→ **What you will do**:
(a) Can you return the part of the Hillsborough article between "Yesterday, the families" and "a better time.", inclusive, copied word for word?
(b) Could you carry the Hillsborough article further, picking up right after its final sentence?

→ **Source passage**:
----------------------------------------
Yesterday, the families of the Hillsborough victims took another step towards justice when the High Court quashed the verdict of the original 1990 inquest which ruled the deaths of 96 supporters as accidental.
It took 23 years, but there’s a real sense that justice is on its way after the findings of the independent Hillsborough panel proved that a massive cover up had taken place where police, politicians and emergency services personal went to great lengths to deflect the blame onto the supporters themselves. With the accidental death ruling overturned, the way has been paved for a new inquest — and it couldn’t have come at a better time.
Let’s get one thing straight: it’s been too long, but this is one Christmas present the families, the bereaved, and those who fought tirelessly for justice will never forget. A new inquest, to be scheduled for sometime next year, will re-examine the role of everyone involved and could very well lead to new verdicts of unlawful killing. The Home Secretary, Theresa May, has announced a new police investigation to be headed up by Jon Stoddart, a former Durham chief constable. There were 116 amendments made to the original police statements which attempted to muddy the waters regarding the role they played and with new evidence coming to light, the validity of the original inquest in Sheffield in 1990 was called in question.
----------------------------------------
→ **Recorded information**:
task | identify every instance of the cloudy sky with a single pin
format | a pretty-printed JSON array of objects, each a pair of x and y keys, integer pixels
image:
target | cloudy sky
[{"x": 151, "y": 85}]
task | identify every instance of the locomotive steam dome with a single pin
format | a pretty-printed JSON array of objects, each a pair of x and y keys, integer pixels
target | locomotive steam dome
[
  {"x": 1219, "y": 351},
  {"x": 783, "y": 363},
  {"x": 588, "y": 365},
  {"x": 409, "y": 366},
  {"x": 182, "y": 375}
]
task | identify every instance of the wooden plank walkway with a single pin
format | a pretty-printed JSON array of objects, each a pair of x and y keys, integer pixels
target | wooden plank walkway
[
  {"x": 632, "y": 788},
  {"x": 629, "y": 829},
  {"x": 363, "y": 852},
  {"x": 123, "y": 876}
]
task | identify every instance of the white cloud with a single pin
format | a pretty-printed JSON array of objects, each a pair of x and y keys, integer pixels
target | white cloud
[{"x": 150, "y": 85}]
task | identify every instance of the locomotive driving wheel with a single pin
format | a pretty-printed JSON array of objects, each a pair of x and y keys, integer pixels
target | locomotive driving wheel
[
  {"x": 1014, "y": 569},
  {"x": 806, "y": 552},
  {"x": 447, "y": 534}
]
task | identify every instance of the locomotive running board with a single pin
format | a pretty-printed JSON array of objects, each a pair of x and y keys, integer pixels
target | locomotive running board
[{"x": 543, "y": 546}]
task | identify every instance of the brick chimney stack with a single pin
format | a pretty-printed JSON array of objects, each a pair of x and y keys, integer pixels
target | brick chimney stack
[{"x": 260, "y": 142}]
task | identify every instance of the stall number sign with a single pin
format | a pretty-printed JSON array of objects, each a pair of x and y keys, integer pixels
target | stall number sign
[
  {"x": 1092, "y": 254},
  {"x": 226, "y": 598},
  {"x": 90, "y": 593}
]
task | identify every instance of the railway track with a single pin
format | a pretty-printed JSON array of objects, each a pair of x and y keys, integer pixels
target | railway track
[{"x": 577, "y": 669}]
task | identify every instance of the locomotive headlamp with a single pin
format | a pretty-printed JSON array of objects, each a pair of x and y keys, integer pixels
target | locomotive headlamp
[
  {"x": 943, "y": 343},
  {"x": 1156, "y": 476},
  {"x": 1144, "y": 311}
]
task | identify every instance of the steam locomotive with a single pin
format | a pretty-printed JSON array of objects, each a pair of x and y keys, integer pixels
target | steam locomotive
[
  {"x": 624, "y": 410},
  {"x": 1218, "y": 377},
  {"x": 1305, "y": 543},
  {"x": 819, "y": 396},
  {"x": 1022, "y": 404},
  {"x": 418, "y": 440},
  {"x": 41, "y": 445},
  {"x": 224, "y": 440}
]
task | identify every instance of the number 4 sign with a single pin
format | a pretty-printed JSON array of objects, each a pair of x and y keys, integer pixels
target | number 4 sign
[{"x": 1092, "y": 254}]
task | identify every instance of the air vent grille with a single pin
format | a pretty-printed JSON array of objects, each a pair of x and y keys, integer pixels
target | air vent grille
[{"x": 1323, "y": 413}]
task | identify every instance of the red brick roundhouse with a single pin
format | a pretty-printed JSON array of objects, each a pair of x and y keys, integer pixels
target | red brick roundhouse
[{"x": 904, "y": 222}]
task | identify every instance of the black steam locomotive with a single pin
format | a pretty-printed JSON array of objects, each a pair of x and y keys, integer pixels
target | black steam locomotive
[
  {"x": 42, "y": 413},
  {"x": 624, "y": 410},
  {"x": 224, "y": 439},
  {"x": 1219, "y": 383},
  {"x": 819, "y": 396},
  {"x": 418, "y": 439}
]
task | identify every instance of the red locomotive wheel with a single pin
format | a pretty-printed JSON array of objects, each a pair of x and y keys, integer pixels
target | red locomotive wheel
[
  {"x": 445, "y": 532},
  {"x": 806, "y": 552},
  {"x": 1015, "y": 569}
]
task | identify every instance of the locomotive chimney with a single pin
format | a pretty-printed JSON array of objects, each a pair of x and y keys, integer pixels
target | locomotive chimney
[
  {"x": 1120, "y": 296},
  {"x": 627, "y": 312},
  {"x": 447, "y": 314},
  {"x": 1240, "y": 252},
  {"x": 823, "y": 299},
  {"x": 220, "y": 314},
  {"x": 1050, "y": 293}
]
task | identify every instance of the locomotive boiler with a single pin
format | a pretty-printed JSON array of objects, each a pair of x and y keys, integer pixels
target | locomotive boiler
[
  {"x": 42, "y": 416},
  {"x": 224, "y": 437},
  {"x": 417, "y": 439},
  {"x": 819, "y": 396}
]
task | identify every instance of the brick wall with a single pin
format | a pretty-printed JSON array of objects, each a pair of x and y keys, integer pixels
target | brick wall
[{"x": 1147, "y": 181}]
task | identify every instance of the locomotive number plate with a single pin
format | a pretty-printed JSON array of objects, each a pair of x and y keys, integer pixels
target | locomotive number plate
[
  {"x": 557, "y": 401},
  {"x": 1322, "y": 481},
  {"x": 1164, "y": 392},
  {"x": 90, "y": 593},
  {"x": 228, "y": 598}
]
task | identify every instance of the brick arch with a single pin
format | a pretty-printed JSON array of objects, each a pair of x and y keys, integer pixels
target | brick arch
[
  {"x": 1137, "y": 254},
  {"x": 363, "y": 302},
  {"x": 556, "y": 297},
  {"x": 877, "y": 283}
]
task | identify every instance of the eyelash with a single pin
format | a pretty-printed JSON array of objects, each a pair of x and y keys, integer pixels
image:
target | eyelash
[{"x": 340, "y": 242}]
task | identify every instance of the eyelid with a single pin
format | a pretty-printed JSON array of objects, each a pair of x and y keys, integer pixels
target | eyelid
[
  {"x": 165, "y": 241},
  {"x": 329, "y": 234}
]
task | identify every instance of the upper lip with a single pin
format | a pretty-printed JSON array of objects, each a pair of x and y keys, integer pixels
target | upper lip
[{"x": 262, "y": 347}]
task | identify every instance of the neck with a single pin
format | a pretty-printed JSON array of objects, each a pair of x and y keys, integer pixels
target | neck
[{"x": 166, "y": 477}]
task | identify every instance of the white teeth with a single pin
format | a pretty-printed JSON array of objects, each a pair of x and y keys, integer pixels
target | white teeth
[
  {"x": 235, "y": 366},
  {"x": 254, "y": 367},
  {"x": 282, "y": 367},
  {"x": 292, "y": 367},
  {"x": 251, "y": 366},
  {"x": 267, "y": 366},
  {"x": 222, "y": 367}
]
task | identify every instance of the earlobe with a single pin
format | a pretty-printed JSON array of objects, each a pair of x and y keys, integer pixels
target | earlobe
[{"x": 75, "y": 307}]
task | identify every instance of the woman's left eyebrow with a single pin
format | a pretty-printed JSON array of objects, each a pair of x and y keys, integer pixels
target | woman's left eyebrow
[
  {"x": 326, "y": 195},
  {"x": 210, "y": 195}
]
----------------------------------------
→ **Numbered responses**:
(a)
Yesterday, the families of the Hillsborough victims took another step towards justice when the High Court quashed the verdict of the original 1990 inquest which ruled the deaths of 96 supporters as accidental.
It took 23 years, but there’s a real sense that justice is on its way after the findings of the independent Hillsborough panel proved that a massive cover up had taken place where police, politicians and emergency services personal went to great lengths to deflect the blame onto the supporters themselves. With the accidental death ruling overturned, the way has been paved for a new inquest — and it couldn’t have come at a better time.

(b)
However distressing or unpalatable, the truth will be brought to light. In this way, the families of those who died in the disaster will be properly respected. Our earnest wish is the new inquest will not be delayed for a moment longer than necessary.
A new inquest can’t come soon enough. Last month it was revealed that Anne Williams, the mother of Kevin Williams, who was lost in the tragedy, living on borrowed time with terminal cancer and may not live to see the culmination of her fight for justice. With the finish line in sight, it would be a terrible catastrophe to have her fall short after such a struggle.
To help pay for the legal fees of the families, a charity single has been released by a group of musicians calling themselves the Justice Collective which includes Sir Paul McCartney, Mel C and Robbie Williams among others. A cover of the Hollies He Ain’t Heavy He’s My Brother is currently in a fight for the Christmas time number one slot on the music charts and it’ll be giving the families a few pounds more with Chancellor George Osborne confirming that the VAT on it would be waived.
While we’re not quite there yet, justice has been coming quickly since the findings of the Hillsborough Independent Panel were first revealed. Yesterday was another important step towards the truth and a fight that seemed so slow it was in danger of petering out completely has now picked up the kind of insurmountable steam that’ now impossible to stop.